To be done ▸ Your task is to print all of the material verbatim.

··· Dataset content ···

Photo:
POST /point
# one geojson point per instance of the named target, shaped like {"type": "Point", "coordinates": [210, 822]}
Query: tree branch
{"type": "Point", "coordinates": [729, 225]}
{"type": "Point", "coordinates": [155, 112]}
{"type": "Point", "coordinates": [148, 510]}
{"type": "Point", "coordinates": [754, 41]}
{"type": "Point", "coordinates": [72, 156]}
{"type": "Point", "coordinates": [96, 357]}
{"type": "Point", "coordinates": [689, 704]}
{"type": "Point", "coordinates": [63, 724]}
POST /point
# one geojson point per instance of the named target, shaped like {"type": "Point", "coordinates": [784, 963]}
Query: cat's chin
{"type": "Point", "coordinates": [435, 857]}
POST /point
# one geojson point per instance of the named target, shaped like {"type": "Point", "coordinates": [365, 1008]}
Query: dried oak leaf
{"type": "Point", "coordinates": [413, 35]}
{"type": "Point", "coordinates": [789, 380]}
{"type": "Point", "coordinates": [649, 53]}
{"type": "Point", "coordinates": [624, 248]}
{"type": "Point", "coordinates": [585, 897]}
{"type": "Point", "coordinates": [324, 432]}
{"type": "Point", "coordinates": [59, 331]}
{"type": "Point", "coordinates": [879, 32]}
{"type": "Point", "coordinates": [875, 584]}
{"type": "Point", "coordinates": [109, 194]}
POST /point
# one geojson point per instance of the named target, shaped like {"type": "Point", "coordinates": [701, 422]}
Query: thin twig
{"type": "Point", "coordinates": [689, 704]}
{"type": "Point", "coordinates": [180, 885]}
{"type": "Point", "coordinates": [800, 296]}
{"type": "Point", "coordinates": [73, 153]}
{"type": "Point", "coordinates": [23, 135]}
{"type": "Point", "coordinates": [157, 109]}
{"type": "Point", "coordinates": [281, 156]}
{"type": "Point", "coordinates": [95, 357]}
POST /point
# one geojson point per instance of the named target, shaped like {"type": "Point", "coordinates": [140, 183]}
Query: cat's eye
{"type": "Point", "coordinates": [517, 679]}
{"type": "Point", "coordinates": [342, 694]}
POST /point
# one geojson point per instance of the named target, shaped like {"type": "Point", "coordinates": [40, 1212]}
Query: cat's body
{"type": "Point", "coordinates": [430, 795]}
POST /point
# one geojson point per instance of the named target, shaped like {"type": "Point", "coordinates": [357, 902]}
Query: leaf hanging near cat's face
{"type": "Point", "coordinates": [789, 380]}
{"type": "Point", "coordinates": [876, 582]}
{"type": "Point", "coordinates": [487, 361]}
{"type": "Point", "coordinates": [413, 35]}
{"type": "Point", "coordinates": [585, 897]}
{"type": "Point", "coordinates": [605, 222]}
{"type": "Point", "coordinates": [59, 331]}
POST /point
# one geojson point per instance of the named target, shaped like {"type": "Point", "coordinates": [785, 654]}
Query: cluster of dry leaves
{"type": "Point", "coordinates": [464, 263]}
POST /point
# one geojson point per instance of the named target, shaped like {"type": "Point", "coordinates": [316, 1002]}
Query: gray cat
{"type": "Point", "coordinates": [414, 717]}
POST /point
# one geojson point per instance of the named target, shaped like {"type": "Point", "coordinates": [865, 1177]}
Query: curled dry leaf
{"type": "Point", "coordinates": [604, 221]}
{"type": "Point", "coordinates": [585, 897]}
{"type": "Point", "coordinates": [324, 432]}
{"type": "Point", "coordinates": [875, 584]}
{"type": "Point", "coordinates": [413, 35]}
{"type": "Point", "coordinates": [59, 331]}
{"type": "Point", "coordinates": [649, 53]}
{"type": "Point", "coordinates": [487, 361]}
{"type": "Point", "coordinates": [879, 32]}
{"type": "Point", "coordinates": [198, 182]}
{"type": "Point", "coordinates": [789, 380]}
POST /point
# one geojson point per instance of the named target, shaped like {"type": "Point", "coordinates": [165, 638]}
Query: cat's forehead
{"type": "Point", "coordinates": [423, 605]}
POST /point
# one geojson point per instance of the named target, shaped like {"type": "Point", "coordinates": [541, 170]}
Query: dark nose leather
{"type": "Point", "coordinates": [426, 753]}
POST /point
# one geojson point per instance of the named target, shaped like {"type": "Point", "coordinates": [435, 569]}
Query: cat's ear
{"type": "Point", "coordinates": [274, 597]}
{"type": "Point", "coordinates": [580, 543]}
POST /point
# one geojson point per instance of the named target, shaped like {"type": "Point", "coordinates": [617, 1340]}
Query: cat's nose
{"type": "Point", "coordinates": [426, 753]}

···

Answer ▸
Photo:
POST /point
# one geojson point per instance of the named target, shaped like {"type": "Point", "coordinates": [210, 822]}
Query: tree branch
{"type": "Point", "coordinates": [729, 225]}
{"type": "Point", "coordinates": [155, 112]}
{"type": "Point", "coordinates": [148, 510]}
{"type": "Point", "coordinates": [754, 41]}
{"type": "Point", "coordinates": [72, 156]}
{"type": "Point", "coordinates": [96, 357]}
{"type": "Point", "coordinates": [689, 704]}
{"type": "Point", "coordinates": [63, 724]}
POST /point
# one geojson point per instance of the named target, shaped like {"type": "Point", "coordinates": [784, 963]}
Query: cat's chin
{"type": "Point", "coordinates": [435, 857]}
POST /point
# one geojson point per instance of the named target, shaped like {"type": "Point", "coordinates": [365, 1008]}
Query: dried oak leaf
{"type": "Point", "coordinates": [413, 35]}
{"type": "Point", "coordinates": [789, 380]}
{"type": "Point", "coordinates": [649, 53]}
{"type": "Point", "coordinates": [624, 248]}
{"type": "Point", "coordinates": [585, 897]}
{"type": "Point", "coordinates": [324, 432]}
{"type": "Point", "coordinates": [59, 331]}
{"type": "Point", "coordinates": [879, 32]}
{"type": "Point", "coordinates": [875, 584]}
{"type": "Point", "coordinates": [109, 194]}
POST /point
# one geojson point per instance of the named target, shaped like {"type": "Point", "coordinates": [701, 422]}
Query: thin twig
{"type": "Point", "coordinates": [689, 704]}
{"type": "Point", "coordinates": [180, 885]}
{"type": "Point", "coordinates": [800, 296]}
{"type": "Point", "coordinates": [73, 153]}
{"type": "Point", "coordinates": [23, 135]}
{"type": "Point", "coordinates": [157, 109]}
{"type": "Point", "coordinates": [281, 156]}
{"type": "Point", "coordinates": [95, 357]}
POST /point
# one geojson point per instance of the named target, shaped like {"type": "Point", "coordinates": [140, 183]}
Query: cat's eye
{"type": "Point", "coordinates": [517, 679]}
{"type": "Point", "coordinates": [342, 694]}
POST /point
# one geojson point per instance of the named target, shaped like {"type": "Point", "coordinates": [40, 1212]}
Query: cat's body
{"type": "Point", "coordinates": [430, 795]}
POST /point
# one geojson point per instance of the named target, shaped like {"type": "Point", "coordinates": [357, 902]}
Query: leaf hanging near cat's face
{"type": "Point", "coordinates": [789, 380]}
{"type": "Point", "coordinates": [876, 582]}
{"type": "Point", "coordinates": [487, 361]}
{"type": "Point", "coordinates": [413, 35]}
{"type": "Point", "coordinates": [585, 897]}
{"type": "Point", "coordinates": [605, 222]}
{"type": "Point", "coordinates": [59, 331]}
POST /point
# one geojson point per instance of the named target, shaped like {"type": "Point", "coordinates": [785, 654]}
Query: cluster of dry leaves
{"type": "Point", "coordinates": [464, 263]}
POST /point
# one geojson point per instance of the named target, shaped like {"type": "Point", "coordinates": [316, 1002]}
Query: gray cat
{"type": "Point", "coordinates": [414, 717]}
POST /point
# one geojson point per instance of the named target, shaped like {"type": "Point", "coordinates": [865, 1177]}
Query: curled dry leaf
{"type": "Point", "coordinates": [604, 221]}
{"type": "Point", "coordinates": [585, 897]}
{"type": "Point", "coordinates": [324, 432]}
{"type": "Point", "coordinates": [875, 584]}
{"type": "Point", "coordinates": [413, 35]}
{"type": "Point", "coordinates": [59, 331]}
{"type": "Point", "coordinates": [649, 53]}
{"type": "Point", "coordinates": [487, 361]}
{"type": "Point", "coordinates": [879, 32]}
{"type": "Point", "coordinates": [198, 182]}
{"type": "Point", "coordinates": [789, 380]}
POST /point
# one geojson point per instance of the named target, shaped like {"type": "Point", "coordinates": [165, 638]}
Query: cat's forehead
{"type": "Point", "coordinates": [423, 605]}
POST /point
# one geojson point per instance of the named target, shaped like {"type": "Point", "coordinates": [541, 170]}
Query: dark nose leather
{"type": "Point", "coordinates": [426, 753]}
POST /point
# one geojson point per instance of the named target, shaped like {"type": "Point", "coordinates": [435, 569]}
Query: cat's ear
{"type": "Point", "coordinates": [274, 597]}
{"type": "Point", "coordinates": [580, 543]}
POST /point
# one geojson point per instance of the named target, shaped like {"type": "Point", "coordinates": [617, 1340]}
Query: cat's nose
{"type": "Point", "coordinates": [426, 753]}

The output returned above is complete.